* Source text *
(begin)

There is a lot of focus on the raw figures published today by Christian Aid in its report on projections of future human suffering resulting from social change in response to climate change and other factors. The low-graphic report can be read here.
The first thing to note is that most commentators have not referred to the largest and, to me, most unpalatable, causes of human displacement. A lot of emphasis is placed on the direct effects of drought, resource depletion and extreme weather events, sea level rise with its associated flooding, and, of course, food shortages.
On the other hand, little comment is made of the largest – by far the largest – cause of displacement; so-called ‘development displacement’. These are the unfortunate individuals who live in areas of economically strategic significance – places such as Sudan, where millions have been moved to allow for uninterrupted oil exploration, or Indonesia, where habitats such as rainforest are being removed for the development of palm-oil plantations, to service the increasing demand for biofuels, and large groups of people forcibly evacuated from land which they thought they owned.
Of the estimated one billion displaced people in 2050, 645 million are expected to be displaced by development, whilst climate changes are seen to be directly responsible for less than half that number.
In a sense, this report is no surprise; last year, the Hadley Centre produced an excellent scoping paper on developing countries and changing climates. The writing has been on the wall for some time.

(end)

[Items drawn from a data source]
(begin)

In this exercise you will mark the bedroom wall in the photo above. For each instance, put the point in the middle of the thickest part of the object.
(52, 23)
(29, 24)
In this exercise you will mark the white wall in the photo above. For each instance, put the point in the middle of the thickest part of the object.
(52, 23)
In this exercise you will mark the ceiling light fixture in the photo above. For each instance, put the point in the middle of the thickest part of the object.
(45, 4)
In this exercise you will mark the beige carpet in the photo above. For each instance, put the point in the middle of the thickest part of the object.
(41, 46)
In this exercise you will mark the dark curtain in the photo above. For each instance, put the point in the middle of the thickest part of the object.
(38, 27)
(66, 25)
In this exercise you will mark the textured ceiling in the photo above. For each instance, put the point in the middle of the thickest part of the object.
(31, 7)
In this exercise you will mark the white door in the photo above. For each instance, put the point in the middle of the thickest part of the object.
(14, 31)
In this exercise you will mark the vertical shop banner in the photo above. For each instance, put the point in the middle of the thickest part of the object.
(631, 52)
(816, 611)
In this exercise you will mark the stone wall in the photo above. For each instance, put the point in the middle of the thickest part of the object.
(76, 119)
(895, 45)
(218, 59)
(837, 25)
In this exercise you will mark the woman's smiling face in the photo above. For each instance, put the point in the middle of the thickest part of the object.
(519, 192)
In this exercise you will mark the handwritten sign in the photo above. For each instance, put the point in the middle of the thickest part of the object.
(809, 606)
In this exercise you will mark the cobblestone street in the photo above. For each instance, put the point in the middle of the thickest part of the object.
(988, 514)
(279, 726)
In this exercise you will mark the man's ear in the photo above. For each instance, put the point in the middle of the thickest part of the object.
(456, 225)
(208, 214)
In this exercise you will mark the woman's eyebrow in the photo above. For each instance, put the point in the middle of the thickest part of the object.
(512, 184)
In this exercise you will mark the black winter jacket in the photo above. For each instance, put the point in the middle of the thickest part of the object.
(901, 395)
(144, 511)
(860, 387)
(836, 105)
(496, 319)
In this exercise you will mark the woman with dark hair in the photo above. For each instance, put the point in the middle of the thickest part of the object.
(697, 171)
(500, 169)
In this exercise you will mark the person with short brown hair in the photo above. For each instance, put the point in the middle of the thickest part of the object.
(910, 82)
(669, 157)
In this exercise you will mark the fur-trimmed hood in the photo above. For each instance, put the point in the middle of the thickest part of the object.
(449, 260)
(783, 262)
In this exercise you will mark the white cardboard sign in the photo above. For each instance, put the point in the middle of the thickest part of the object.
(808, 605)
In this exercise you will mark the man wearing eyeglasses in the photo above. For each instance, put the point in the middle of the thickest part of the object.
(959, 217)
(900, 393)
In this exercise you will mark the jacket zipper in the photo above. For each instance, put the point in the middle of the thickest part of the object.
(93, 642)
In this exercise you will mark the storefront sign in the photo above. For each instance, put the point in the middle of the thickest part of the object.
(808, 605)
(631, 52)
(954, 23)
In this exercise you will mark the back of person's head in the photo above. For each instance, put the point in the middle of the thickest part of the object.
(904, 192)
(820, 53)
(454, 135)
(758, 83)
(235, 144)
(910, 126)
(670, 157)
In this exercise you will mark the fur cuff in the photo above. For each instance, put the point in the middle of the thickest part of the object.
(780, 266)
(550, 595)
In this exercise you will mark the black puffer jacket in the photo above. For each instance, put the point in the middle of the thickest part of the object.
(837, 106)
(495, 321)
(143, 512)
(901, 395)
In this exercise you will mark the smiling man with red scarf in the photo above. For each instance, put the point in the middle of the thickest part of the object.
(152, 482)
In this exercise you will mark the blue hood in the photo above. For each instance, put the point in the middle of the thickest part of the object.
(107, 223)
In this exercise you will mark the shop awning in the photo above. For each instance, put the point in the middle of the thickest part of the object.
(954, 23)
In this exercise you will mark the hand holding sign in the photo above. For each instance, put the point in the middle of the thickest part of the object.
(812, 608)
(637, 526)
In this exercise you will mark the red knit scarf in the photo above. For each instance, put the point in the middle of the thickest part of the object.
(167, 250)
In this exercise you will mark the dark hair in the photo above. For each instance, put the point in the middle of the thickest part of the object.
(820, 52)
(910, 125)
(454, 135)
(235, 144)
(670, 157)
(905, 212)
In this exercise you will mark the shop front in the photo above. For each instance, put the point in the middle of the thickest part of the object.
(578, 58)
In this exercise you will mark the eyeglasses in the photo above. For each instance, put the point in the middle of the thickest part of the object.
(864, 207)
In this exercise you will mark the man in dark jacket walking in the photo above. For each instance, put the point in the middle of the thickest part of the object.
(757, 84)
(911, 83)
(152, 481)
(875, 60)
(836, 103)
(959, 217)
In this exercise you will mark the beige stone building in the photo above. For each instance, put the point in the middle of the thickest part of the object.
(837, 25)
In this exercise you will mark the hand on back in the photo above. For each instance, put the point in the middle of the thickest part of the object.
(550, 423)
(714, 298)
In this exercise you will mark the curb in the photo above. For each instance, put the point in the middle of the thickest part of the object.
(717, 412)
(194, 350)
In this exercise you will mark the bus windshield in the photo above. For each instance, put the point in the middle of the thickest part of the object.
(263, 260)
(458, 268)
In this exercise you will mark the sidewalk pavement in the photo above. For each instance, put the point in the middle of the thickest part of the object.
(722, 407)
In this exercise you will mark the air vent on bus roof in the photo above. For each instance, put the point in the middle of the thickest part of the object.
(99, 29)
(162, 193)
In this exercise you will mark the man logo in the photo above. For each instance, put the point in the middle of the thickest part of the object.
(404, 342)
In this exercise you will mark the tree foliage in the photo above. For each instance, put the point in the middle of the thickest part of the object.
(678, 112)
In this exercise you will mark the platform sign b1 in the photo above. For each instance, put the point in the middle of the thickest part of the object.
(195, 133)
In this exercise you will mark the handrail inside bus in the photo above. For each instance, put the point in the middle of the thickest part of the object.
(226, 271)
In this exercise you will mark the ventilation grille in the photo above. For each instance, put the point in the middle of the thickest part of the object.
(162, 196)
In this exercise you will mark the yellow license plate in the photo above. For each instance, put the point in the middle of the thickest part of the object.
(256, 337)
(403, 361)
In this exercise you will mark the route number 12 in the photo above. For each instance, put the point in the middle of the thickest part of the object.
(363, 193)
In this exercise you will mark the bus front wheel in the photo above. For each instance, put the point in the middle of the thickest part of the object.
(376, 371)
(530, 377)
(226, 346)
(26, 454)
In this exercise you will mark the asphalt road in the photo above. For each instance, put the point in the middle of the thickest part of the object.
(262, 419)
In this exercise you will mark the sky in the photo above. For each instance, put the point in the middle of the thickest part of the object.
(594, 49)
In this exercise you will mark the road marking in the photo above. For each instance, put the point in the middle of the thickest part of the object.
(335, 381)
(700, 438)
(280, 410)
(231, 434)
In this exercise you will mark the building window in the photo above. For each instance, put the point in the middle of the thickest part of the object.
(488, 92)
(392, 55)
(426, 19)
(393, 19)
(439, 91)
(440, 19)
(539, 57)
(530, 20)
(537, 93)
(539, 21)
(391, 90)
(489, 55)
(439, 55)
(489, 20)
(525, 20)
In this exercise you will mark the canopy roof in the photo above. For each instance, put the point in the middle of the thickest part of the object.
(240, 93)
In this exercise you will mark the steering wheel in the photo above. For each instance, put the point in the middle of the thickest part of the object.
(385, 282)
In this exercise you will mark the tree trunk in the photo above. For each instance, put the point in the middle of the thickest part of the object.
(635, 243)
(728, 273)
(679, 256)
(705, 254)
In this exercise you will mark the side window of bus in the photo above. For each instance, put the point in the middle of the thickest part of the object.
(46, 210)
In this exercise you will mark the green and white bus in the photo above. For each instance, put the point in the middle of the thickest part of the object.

(end)

* What you need to do *
#1 Please repeat the displacement text from "The first thing" to "course, food shortages.".
#2 State how many lines in the records contain the word "scarf", giving only the number.

* Exercise solutions *
#1
The first thing to note is that most commentators have not referred to the largest and, to me, most unpalatable, causes of human displacement. A lot of emphasis is placed on the direct effects of drought, resource depletion and extreme weather events, sea level rise with its associated flooding, and, of course, food shortages.

#2 2